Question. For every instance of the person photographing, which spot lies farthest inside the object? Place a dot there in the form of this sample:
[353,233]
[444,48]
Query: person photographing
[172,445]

Goal: Rewrite these lines with "person photographing" switched to "photographer" at every occurrence, keeping everything else unchanged.

Result of the exercise:
Question. For every instance of the photographer, which spot lies farthest inside the object? Place a dot there in the form of this sample:
[353,233]
[444,48]
Query: photographer
[172,445]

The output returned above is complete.